**YOUR INSTRUCTIONS**
Collect each line of the entries below that contains the word "roof", and list those lines in their original order.
++++ DATASET ENTRIES
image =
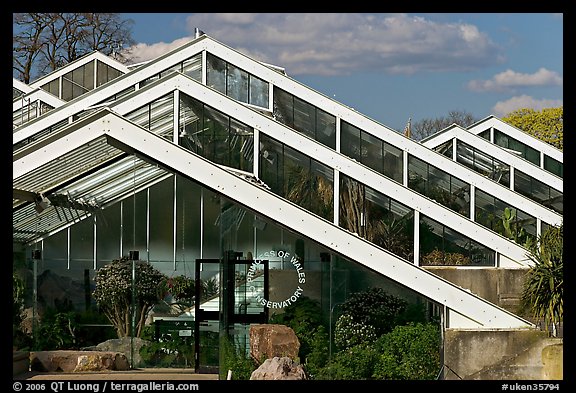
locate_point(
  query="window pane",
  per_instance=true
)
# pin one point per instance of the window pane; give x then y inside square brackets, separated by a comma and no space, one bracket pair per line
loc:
[259,92]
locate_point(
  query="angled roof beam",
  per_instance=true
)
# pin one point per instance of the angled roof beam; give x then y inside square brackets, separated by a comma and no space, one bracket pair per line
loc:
[464,309]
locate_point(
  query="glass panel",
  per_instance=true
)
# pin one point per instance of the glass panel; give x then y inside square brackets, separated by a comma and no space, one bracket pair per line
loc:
[162,116]
[140,116]
[134,224]
[372,149]
[216,137]
[259,92]
[241,145]
[283,107]
[210,228]
[350,142]
[215,73]
[67,86]
[271,164]
[188,223]
[162,221]
[442,246]
[304,118]
[485,134]
[393,159]
[445,149]
[326,128]
[322,191]
[108,234]
[237,83]
[82,240]
[191,124]
[553,166]
[193,67]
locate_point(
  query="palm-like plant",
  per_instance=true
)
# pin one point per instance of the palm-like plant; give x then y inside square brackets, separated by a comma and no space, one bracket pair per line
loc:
[543,291]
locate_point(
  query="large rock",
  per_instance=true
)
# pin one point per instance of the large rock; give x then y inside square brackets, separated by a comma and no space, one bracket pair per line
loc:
[273,340]
[78,361]
[124,345]
[279,368]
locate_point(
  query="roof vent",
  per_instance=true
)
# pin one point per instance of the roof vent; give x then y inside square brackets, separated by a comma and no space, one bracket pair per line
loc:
[198,32]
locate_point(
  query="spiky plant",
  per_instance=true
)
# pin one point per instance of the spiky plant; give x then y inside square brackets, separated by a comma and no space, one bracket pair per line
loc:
[543,291]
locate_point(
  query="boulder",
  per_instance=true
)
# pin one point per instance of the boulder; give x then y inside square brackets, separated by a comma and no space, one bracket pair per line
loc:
[279,368]
[77,361]
[273,340]
[123,345]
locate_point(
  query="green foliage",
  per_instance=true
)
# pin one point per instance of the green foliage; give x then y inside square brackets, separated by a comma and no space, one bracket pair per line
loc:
[439,258]
[304,317]
[355,363]
[349,333]
[20,339]
[114,292]
[56,330]
[512,228]
[409,352]
[376,308]
[546,125]
[170,350]
[543,292]
[235,358]
[319,354]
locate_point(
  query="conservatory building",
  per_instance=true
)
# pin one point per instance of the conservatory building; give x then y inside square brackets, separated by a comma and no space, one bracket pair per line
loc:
[209,164]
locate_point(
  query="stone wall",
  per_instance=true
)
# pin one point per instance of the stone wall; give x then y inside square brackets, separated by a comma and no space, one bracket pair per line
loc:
[527,354]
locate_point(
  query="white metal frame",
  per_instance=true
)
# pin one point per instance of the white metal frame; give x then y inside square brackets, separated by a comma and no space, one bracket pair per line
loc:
[463,309]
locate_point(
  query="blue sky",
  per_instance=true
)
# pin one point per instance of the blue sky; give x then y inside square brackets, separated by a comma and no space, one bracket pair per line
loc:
[390,67]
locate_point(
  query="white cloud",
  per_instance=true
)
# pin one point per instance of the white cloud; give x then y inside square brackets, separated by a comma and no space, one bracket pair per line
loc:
[510,79]
[503,108]
[144,52]
[344,43]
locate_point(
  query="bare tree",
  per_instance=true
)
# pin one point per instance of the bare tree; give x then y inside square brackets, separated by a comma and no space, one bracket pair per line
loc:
[426,127]
[43,42]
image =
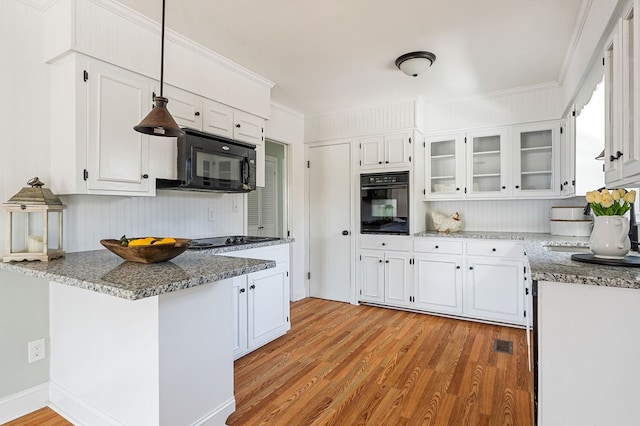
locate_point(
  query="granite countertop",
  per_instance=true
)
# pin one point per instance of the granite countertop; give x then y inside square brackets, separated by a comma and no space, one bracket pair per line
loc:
[236,247]
[550,265]
[104,272]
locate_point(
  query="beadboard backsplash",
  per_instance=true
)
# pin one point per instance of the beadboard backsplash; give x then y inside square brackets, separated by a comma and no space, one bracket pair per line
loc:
[88,219]
[503,215]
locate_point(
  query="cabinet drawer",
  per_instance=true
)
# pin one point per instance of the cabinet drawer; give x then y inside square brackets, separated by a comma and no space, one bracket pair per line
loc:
[437,245]
[496,248]
[382,242]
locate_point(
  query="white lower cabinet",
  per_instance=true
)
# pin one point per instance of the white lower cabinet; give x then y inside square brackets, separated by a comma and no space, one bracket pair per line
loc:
[475,279]
[268,305]
[372,276]
[385,270]
[438,283]
[261,301]
[494,290]
[386,277]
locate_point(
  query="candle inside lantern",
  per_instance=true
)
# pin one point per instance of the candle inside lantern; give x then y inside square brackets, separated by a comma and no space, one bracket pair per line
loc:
[34,244]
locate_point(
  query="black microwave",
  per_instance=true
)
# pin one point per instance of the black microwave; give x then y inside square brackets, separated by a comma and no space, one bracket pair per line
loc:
[207,162]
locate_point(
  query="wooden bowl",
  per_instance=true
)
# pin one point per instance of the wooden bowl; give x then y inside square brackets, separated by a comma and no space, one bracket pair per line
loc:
[147,254]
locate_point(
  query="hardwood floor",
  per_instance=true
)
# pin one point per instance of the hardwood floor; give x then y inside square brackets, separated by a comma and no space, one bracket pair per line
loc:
[42,417]
[357,365]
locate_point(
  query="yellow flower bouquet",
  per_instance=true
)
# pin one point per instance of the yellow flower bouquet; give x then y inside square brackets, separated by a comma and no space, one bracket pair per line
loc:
[611,203]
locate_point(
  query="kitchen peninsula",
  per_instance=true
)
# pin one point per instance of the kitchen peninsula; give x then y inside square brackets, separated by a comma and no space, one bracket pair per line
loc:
[143,344]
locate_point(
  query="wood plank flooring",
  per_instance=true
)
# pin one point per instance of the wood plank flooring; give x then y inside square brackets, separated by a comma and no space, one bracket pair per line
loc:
[42,417]
[357,365]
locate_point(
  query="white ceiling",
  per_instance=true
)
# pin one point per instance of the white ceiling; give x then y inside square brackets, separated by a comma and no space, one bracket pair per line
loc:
[327,55]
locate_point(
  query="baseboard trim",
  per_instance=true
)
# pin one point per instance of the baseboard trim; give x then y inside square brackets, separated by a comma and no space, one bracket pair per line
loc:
[65,403]
[219,416]
[24,402]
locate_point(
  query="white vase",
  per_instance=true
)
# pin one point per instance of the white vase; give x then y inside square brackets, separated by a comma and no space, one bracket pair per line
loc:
[610,237]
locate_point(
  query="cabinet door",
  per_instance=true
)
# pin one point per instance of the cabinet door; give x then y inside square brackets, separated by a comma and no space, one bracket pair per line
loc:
[445,160]
[372,276]
[487,168]
[568,157]
[185,107]
[630,94]
[248,128]
[117,155]
[268,304]
[240,343]
[397,150]
[397,278]
[536,160]
[613,73]
[439,283]
[494,290]
[371,153]
[217,118]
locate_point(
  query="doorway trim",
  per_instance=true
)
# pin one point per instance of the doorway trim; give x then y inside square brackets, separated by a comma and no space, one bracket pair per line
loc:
[354,154]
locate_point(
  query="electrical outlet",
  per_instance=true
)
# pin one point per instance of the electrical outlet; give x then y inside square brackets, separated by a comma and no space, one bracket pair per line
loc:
[36,350]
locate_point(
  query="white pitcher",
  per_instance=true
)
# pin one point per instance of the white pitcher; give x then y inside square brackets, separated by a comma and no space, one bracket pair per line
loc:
[610,237]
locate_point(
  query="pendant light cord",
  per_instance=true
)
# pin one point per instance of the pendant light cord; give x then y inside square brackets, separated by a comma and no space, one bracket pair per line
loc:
[162,50]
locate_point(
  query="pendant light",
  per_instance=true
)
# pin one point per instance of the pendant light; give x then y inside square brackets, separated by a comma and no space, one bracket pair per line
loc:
[159,121]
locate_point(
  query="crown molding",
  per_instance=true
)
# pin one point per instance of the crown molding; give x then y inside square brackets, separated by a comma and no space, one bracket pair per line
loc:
[38,4]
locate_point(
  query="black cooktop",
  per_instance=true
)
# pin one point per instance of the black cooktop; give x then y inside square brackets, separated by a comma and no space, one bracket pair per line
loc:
[234,240]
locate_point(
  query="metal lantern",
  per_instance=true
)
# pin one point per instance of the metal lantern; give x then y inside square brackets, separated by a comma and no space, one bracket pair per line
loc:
[34,225]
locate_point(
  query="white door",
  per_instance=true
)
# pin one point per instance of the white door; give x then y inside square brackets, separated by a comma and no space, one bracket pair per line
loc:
[329,216]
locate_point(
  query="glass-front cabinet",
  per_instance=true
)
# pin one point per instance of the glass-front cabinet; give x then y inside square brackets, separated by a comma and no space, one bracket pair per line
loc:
[487,164]
[536,160]
[445,177]
[519,161]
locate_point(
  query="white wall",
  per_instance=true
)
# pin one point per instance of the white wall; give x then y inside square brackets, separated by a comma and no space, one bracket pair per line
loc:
[501,215]
[24,149]
[287,126]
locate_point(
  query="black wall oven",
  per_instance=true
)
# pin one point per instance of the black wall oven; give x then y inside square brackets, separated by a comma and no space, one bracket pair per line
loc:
[384,203]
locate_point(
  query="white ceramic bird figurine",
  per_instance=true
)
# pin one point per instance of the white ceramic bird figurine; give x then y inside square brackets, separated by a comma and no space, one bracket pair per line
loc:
[446,224]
++++++++
**EXERCISE RESPONSE**
  query="angled roof beam",
# pin one point per instance of the angled roof beam; give x then y inside square brackets, separated by a comma and no space, one bracket pair per line
  query="roof vent",
# pin one point per instance of the roof vent; give x then y inside square brackets, separated by a comma and no space, one bracket pair per line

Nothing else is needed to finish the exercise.